(Passage shown)
13. Notices. Notice under this Agreement shall be addressed to the Company in care of its Secretary at the principal executive offices of the Company and to the Participant at the address appearing in the records of the Company for the Participant, or to either party at another address that the party designates in writing to the other. Notice shall be effective upon receipt.

14. Governing Law. The interpretation, performance and enforcement of the RSUs and this Agreement shall be governed by the laws of the State of Delaware without regard to principles of conflicts of law. To the extent any provision of this Agreement is held by a court of competent jurisdiction to be unenforceable or invalid for any reason, the remaining provisions of this Agreement shall remain in full force and effect.    

15. RSUs Subject to Plan.
    
(a) The RSUs are granted subject to the Plan and to such rules and regulations as the Committee may adopt for administration of the Plan. The Committee is authorized to administer, construe, and make all determinations necessary or appropriate to administer the Plan and this Agreement, all of which shall be binding upon the Participant.

(Written instruction 1) Count the lines in the rows that contain the string "acacia", treating uppercase and lowercase as different, and give only the number.

[Object pointing dataset rows]
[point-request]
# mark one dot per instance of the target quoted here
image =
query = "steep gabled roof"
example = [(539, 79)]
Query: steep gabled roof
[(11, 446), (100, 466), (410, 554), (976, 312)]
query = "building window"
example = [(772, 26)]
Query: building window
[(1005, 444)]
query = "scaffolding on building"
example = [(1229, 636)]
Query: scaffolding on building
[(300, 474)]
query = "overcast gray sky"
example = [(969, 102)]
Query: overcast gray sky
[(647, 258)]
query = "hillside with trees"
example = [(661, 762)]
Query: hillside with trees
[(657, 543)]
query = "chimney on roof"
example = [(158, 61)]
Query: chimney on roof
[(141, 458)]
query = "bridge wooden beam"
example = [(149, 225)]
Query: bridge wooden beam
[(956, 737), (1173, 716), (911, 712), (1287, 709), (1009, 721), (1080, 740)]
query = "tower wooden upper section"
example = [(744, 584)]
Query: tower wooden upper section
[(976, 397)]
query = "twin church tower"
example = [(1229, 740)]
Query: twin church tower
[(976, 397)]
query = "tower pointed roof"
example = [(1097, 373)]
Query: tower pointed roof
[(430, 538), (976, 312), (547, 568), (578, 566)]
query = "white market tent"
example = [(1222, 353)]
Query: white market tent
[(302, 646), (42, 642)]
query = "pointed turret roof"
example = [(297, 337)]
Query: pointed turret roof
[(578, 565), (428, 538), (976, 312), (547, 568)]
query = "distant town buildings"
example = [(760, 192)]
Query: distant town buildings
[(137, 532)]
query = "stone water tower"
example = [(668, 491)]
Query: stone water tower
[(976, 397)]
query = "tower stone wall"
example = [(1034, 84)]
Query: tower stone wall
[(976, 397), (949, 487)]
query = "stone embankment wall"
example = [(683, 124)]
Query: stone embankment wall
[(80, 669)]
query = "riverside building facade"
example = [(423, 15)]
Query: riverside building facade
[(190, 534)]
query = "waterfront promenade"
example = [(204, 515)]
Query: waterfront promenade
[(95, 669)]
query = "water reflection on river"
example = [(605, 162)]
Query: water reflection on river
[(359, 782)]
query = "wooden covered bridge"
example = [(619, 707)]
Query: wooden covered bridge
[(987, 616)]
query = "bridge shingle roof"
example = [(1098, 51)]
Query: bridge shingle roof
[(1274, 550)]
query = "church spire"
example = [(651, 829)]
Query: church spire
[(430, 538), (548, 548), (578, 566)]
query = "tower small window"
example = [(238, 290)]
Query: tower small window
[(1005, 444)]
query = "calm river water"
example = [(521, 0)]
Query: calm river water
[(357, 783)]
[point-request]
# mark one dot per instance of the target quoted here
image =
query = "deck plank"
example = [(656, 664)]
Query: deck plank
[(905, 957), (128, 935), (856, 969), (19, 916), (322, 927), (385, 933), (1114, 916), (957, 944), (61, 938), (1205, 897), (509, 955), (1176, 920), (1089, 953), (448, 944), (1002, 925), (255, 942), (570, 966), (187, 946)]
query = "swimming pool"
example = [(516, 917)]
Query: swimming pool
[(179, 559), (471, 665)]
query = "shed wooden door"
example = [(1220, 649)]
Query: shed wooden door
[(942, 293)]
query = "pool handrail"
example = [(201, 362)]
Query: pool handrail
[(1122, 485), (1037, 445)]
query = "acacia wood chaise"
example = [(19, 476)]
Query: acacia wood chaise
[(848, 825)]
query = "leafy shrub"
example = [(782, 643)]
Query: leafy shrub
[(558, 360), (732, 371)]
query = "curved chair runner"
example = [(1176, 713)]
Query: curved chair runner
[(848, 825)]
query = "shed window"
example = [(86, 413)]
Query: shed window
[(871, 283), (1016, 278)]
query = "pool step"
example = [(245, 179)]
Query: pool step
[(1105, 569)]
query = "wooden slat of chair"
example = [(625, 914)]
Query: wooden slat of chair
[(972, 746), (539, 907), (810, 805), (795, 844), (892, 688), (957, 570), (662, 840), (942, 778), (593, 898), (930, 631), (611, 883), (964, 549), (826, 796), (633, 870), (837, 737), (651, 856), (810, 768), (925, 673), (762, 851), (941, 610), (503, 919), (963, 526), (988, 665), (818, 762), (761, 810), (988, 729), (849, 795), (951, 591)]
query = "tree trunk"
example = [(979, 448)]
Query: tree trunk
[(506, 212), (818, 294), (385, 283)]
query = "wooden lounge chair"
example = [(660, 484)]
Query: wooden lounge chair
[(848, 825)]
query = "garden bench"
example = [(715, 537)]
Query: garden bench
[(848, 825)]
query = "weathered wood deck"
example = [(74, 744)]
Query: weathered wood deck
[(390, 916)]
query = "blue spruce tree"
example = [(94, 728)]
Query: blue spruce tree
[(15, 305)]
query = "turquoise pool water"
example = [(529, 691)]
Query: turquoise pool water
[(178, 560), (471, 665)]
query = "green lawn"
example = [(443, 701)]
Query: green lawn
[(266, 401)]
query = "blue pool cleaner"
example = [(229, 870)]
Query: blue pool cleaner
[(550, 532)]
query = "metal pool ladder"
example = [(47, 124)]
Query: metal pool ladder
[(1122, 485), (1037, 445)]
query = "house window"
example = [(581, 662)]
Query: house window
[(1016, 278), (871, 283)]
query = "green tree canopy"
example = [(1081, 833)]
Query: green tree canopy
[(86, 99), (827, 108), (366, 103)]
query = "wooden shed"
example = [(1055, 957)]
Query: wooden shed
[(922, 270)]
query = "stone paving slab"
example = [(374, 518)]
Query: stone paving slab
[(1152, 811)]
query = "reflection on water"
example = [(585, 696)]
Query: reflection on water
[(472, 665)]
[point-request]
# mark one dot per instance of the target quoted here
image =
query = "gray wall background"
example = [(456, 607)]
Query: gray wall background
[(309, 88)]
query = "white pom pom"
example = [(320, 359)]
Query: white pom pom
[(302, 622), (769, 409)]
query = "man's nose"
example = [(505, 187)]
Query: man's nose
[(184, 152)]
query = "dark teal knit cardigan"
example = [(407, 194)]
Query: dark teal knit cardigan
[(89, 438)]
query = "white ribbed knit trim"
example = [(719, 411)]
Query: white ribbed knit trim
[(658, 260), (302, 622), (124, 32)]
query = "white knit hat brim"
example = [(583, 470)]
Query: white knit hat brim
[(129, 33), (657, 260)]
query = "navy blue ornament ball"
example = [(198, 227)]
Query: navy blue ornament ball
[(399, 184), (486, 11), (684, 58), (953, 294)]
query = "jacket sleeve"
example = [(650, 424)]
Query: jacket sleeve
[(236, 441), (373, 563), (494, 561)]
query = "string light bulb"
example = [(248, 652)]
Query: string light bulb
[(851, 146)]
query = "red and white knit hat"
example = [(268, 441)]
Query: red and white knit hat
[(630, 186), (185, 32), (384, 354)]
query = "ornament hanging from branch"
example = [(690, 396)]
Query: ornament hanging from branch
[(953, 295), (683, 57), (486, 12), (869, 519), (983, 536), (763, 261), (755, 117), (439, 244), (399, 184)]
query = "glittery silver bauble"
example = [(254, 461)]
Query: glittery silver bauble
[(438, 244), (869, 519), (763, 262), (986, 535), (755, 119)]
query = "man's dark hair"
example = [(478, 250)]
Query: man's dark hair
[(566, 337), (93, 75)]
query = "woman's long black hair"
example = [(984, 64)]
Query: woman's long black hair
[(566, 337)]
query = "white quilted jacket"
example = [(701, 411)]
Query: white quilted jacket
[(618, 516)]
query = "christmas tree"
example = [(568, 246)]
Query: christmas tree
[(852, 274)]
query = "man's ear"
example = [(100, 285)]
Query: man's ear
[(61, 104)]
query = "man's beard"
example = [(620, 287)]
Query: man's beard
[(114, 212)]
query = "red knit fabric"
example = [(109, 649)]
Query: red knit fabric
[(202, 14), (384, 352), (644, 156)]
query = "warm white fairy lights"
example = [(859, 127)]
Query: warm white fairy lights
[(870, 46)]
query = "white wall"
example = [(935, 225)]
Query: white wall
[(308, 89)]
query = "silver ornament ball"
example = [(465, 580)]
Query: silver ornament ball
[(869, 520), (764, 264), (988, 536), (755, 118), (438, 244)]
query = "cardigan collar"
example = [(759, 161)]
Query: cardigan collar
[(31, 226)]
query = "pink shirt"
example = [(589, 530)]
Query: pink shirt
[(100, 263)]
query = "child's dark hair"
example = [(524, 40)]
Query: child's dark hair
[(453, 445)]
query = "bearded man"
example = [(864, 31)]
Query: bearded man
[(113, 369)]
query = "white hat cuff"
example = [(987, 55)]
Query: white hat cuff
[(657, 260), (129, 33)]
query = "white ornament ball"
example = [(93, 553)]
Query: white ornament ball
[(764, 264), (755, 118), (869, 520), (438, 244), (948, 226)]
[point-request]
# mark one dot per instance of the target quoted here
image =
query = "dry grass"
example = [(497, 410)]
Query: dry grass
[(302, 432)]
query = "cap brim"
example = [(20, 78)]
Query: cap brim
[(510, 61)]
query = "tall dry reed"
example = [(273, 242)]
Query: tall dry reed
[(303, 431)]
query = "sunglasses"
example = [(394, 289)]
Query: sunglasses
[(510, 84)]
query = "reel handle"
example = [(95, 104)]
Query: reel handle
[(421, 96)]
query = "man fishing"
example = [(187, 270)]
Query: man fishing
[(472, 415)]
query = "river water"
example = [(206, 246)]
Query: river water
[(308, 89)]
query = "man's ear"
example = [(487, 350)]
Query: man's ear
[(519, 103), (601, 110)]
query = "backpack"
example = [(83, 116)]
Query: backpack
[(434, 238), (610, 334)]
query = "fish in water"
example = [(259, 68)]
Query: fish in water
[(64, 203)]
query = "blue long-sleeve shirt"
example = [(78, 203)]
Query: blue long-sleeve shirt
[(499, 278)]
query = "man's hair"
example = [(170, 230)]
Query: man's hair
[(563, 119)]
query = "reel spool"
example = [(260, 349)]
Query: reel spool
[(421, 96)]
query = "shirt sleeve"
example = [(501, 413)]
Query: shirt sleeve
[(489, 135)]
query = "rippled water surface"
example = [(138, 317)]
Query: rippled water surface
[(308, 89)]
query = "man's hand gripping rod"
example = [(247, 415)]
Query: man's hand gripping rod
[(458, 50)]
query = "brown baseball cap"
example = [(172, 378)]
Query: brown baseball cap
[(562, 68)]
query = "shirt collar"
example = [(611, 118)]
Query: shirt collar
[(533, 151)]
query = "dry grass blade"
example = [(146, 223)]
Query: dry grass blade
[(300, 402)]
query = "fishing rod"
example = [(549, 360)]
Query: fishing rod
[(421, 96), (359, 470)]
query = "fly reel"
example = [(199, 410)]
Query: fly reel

(Written instruction 2) List every numbered section heading in the agreement excerpt, with its number.

(Exercise output 1) 2

(Exercise output 2)
13. Notices
14. Governing Law
15. RSUs Subject to Plan